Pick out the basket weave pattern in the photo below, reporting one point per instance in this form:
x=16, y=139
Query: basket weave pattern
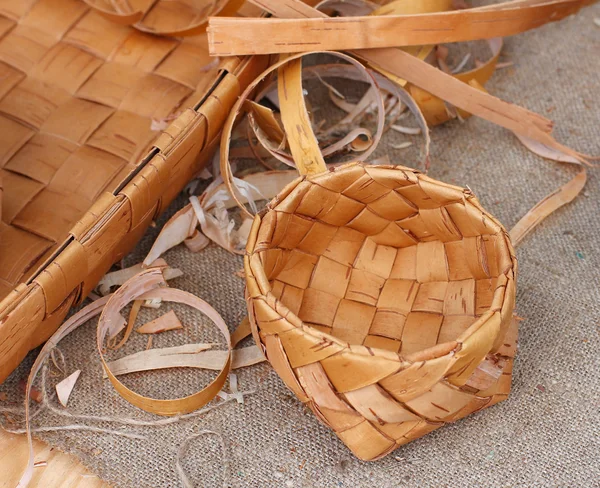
x=384, y=299
x=82, y=170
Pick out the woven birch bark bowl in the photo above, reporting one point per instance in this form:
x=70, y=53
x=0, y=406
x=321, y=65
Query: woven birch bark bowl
x=101, y=126
x=384, y=300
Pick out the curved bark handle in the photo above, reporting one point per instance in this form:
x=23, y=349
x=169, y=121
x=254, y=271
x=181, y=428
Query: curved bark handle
x=303, y=143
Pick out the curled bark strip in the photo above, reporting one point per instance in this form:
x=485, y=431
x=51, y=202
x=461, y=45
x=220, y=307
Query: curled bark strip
x=226, y=172
x=402, y=65
x=147, y=285
x=565, y=194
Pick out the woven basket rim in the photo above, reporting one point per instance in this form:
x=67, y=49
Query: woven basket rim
x=428, y=354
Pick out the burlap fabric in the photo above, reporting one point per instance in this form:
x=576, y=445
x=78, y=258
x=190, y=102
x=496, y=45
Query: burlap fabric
x=545, y=434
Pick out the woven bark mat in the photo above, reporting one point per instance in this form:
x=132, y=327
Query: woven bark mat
x=546, y=434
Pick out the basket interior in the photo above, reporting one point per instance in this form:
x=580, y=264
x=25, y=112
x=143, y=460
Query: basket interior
x=81, y=101
x=395, y=264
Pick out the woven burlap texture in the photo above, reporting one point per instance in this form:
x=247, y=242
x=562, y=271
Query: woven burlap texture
x=545, y=434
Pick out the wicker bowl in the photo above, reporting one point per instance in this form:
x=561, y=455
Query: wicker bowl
x=384, y=300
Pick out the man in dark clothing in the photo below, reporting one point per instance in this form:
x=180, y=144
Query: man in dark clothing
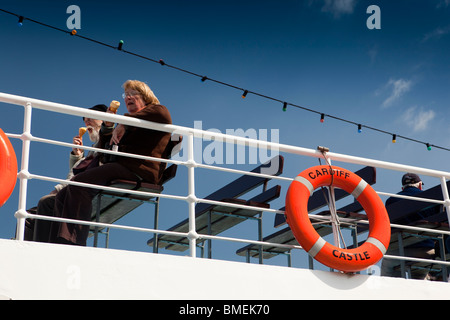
x=74, y=202
x=411, y=186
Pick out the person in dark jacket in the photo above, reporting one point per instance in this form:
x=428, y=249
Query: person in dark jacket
x=412, y=185
x=75, y=202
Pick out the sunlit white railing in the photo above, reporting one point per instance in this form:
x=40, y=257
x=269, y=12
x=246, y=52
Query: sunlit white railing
x=191, y=198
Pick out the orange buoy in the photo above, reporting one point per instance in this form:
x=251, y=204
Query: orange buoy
x=8, y=168
x=347, y=260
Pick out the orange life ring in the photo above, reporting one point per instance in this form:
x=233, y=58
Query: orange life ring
x=8, y=168
x=347, y=260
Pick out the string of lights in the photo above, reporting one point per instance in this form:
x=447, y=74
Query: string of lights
x=245, y=92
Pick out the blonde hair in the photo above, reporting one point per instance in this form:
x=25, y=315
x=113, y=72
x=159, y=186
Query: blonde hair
x=141, y=87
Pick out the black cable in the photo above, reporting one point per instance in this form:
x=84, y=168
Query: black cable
x=205, y=78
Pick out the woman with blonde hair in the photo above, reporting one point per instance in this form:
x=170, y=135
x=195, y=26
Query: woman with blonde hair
x=74, y=202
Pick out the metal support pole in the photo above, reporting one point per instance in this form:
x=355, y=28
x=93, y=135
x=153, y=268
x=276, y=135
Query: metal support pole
x=193, y=236
x=446, y=197
x=24, y=174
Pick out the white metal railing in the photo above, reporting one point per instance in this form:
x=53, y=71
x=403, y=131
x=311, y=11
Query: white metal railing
x=24, y=175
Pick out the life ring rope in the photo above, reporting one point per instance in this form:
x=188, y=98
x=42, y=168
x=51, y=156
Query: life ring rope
x=348, y=260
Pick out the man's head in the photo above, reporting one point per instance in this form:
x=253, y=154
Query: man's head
x=93, y=125
x=411, y=180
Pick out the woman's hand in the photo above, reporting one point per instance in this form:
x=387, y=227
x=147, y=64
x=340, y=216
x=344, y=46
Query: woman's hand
x=106, y=123
x=118, y=133
x=78, y=141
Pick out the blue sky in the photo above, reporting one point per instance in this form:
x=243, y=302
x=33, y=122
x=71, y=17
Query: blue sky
x=318, y=54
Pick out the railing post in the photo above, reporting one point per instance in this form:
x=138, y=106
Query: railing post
x=446, y=197
x=193, y=236
x=24, y=174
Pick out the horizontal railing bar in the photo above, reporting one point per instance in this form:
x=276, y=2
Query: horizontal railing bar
x=66, y=109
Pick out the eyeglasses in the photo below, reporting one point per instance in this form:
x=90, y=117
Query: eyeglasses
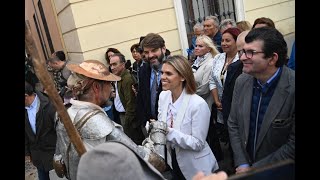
x=248, y=53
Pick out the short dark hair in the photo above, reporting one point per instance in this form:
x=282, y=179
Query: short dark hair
x=273, y=42
x=153, y=40
x=121, y=57
x=114, y=50
x=136, y=47
x=264, y=20
x=60, y=55
x=233, y=31
x=28, y=89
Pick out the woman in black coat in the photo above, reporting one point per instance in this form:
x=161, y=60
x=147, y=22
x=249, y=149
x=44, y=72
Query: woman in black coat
x=40, y=134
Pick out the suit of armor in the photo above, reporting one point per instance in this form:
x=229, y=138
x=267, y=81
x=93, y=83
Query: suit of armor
x=94, y=127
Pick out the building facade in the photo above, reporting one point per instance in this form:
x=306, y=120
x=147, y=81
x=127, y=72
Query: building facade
x=85, y=29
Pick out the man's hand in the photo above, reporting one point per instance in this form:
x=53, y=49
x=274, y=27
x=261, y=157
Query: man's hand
x=221, y=175
x=27, y=158
x=242, y=169
x=134, y=89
#####
__Request__.
Quote the lines starting at the one containing "Pick out the string" and ending after the one containing "x=318, y=54", both included.

__Result__.
Pick out the string of lights in the photo above, reporting one point per instance in this form:
x=447, y=74
Query: string of lights
x=245, y=92
Pick out the blonde hair in the photo above, reporting one point per instance in this form:
x=25, y=315
x=113, y=72
x=159, y=186
Query: blonde hair
x=141, y=87
Pick out the black cable in the photo above, reporting one point per instance in this form:
x=84, y=168
Query: black cable
x=205, y=78
Pick out the woman with blonde hair in the photo above, reporting one point per instance in this form:
x=170, y=135
x=195, y=26
Query: woman with blonde hair
x=74, y=202
Pick out the metal support pole in the photo above, reporting one point per instance in this form:
x=355, y=28
x=93, y=135
x=153, y=268
x=276, y=135
Query: metal support pole
x=193, y=236
x=446, y=197
x=24, y=174
Pick out the white metal railing in the photo above, reporting one point per instance in this form:
x=53, y=71
x=403, y=131
x=311, y=11
Query: white metal railing
x=24, y=175
Pick out the life ring rope in the photo above, reporting one point per instance in this form:
x=188, y=98
x=42, y=168
x=51, y=156
Query: life ring rope
x=348, y=260
Pick out the man's head in the photo above, reporting one point per instance in this form:
x=253, y=154
Query: man's head
x=93, y=125
x=411, y=180
Pick out the woman's hand in the photo above, reporting one point per instance in this form:
x=387, y=227
x=147, y=64
x=340, y=216
x=344, y=46
Query: woman's hand
x=106, y=123
x=118, y=133
x=78, y=141
Pick out the blue sky in the photo above, reporting one point per instance in this form:
x=243, y=302
x=33, y=122
x=71, y=17
Query: blue sky
x=318, y=54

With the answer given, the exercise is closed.